[[ TEXT FOR ANALYSIS open ]]

The advent of the "trendy drama" in the late 1980s was both a blessing and a curse to Japanese TV. It launched the careers of dozens of tarentos, but the downside was that it created a vacuous, fashion-dominated TV culture that has prevailed throughout the 1990s. Some scriptwriters have fought to introduce some serious themes into the programs they work on; one of them is Nojima Shinji.
When the bubble economy was really making its presence felt, Nojima was going quietly out of his head in Aomori, the northernmost prefecture of Honshu. Born in 1965, he dropped out of college before graduating, and the first job he managed to get was at a can manufacturing plant. It was this experience that made him, in desperation, enter a TV scriptwriting contest sponsored by Fuji TV.
"I had to find my way of establishing my own identity," he admitted candidly in a recent interview. "If it hadn' been scriptwriting, it might well be something else."
He moved to Tokyo and got a part-time job in a restaurant, while he worked during the day on a secondhand word processor. The script that won the competition became Kimi ga Uso wo Tsuita (You Lied), and was screened in 1988. This wasn't the end of his problems, however; having no formal training, he had to teach himself how to write, frequently ending up with unworkable scripts.
Nevertheless, Nojima managed to get one serial on the air every year, and scored his first huge hit in 1991 with Hyakuikkaime no Puropozu (101 Proposals), the story of a bumbling salaryman who just wouldn't give up on the girl he loved.
As the bubble deflated and early '90s Japan began to turn sour, Nojima took a risk and injected some social comment into his work. The result, TBS' Kou Kou Kyoushi (High School Teacher) in 1993, aroused a storm of controversy and eerily foreshadowed the problems of teenage violence that concern the Japanese authorities today. Also in 1993, Fuji TV screened his Hitotsu Yane no Shita (Under the Same Roof), a more positive look at modern family life, also including his first part written for a non-Japanese actor. This serial proved his biggest ratings success to date.
Nojima has continued to write stylish, love-centered dramas for Fuji TV while working on more substantial serials for TBS. Earlier this year he tackled the treatment of mentally handicapped patients in Seija no Koushin (When The Saints Go Marching In), a show sadly marred by histrionic over-acting. Recently finished is Seikimatsu no Uta (The Last Song), his debut on NTV, which marked another departure in style. It takes a whimsical approach to the past and future dreams of two bewildered elderly men, and is a sign of the direction Nojima wishes to explore in future stories. "Customs and fashions change," Nojima himself commented, "but the essence of human nature does not."

[[ TEXT FOR ANALYSIS closed ]]
[[ EXTRACTED MATERIAL open ]]

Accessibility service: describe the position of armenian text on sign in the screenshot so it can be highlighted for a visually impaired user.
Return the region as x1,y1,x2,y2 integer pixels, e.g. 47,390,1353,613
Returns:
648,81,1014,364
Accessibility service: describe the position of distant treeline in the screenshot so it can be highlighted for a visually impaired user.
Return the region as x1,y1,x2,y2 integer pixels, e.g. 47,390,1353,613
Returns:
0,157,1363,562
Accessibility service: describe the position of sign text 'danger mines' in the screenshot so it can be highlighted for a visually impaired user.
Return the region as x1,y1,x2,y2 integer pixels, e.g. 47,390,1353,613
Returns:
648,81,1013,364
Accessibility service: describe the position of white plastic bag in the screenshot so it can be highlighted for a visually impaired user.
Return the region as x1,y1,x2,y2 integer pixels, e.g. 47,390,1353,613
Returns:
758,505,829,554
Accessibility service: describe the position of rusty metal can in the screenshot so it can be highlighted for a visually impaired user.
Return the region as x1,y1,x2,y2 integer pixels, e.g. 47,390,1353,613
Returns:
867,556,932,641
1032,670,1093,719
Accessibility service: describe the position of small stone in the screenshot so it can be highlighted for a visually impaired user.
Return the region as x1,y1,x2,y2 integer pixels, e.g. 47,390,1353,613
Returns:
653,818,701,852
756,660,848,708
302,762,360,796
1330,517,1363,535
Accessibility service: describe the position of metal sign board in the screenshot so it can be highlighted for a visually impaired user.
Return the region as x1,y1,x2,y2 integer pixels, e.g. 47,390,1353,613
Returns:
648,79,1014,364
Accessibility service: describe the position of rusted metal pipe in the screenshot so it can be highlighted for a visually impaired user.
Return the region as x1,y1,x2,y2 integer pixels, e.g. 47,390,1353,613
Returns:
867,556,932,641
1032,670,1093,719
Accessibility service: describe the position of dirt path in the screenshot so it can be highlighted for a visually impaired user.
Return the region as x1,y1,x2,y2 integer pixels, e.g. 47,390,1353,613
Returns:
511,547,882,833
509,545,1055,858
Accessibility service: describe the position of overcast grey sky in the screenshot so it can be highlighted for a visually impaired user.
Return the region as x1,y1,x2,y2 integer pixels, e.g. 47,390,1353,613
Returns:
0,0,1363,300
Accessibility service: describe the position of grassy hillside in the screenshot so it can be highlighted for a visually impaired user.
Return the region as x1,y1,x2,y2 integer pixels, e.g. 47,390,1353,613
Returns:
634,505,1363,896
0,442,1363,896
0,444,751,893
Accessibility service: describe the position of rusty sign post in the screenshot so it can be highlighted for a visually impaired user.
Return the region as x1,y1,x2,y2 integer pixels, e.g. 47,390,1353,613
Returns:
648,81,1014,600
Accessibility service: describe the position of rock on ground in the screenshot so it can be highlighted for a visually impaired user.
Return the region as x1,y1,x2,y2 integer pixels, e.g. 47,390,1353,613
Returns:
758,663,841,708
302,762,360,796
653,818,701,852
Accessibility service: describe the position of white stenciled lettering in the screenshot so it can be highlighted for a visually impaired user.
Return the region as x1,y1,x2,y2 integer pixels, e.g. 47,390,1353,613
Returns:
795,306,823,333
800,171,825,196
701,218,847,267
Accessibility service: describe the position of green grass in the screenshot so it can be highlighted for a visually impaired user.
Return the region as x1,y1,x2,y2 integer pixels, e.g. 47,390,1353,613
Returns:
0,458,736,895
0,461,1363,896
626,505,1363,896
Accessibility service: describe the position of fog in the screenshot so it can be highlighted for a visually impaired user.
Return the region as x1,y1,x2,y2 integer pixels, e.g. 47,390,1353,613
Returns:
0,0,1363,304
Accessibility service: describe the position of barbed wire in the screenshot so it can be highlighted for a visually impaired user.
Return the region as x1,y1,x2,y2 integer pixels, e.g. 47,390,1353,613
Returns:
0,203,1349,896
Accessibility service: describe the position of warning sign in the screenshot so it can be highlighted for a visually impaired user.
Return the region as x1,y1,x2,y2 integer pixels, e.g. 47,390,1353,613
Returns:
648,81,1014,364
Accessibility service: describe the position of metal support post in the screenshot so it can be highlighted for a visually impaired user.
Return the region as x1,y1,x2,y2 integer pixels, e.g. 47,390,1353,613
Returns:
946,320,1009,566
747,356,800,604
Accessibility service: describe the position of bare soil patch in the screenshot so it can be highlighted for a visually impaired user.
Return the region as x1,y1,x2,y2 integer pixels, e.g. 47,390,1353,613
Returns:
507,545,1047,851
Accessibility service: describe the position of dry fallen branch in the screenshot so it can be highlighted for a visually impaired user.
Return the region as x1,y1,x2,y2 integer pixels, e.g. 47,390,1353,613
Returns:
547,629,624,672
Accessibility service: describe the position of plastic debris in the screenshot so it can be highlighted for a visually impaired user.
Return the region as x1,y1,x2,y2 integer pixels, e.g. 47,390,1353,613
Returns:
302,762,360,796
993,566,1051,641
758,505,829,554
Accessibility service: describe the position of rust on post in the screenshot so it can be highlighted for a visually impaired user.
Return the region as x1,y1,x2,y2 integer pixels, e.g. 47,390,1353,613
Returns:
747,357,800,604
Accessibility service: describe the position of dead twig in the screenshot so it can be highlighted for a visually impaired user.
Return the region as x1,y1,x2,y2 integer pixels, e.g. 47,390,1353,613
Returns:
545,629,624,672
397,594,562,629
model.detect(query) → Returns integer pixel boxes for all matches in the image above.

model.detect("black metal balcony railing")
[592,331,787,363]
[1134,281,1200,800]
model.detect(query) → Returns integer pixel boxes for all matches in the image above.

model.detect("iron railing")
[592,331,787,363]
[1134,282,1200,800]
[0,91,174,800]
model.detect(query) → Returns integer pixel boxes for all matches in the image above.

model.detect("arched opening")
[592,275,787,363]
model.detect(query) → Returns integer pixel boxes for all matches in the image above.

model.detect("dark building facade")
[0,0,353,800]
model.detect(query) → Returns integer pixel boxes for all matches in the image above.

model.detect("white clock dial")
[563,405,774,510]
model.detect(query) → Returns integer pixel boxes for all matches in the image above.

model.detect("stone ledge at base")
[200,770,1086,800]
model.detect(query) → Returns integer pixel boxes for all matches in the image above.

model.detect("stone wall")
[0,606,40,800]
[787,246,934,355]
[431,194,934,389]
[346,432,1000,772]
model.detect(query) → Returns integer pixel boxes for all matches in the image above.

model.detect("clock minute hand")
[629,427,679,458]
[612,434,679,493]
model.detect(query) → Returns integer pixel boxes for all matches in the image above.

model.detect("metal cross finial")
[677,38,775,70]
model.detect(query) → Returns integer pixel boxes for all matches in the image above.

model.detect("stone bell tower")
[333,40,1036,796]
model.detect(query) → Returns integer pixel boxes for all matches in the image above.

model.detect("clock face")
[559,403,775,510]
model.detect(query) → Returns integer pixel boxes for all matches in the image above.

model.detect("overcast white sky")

[[ EXTRACTED MATERIAL closed ]]

**REQUIRED ACTION 1**. List every serial by Nojima that the piece on Nojima Shinji names by title, giving each title as the piece does.
**REQUIRED ACTION 2**. Based on the piece on Nojima Shinji, decide whether each statement agrees with it, and back each yes or no with the deciding words, quoted: (a) Nojima was born in 1965. (b) Nojima's first job was in a restaurant. (c) TBS screened Under the Same Roof.

**WRITTEN ANSWER 1**.
- Kimi ga Uso wo Tsuita (You Lied)
- Hyakuikkaime no Puropozu (101 Proposals)
- Kou Kou Kyoushi (High School Teacher)
- Hitotsu Yane no Shita (Under the Same Roof)
- Seija no Koushin (When The Saints Go Marching In)
- Seikimatsu no Uta (The Last Song)

**WRITTEN ANSWER 2**.
(a) Yes: "Born in 1965, he dropped out of college before graduating"
(b) No: "the first job he managed to get was at a can manufacturing plant"
(c) No: "Also in 1993, Fuji TV screened his Hitotsu Yane no Shita (Under the Same Roof)"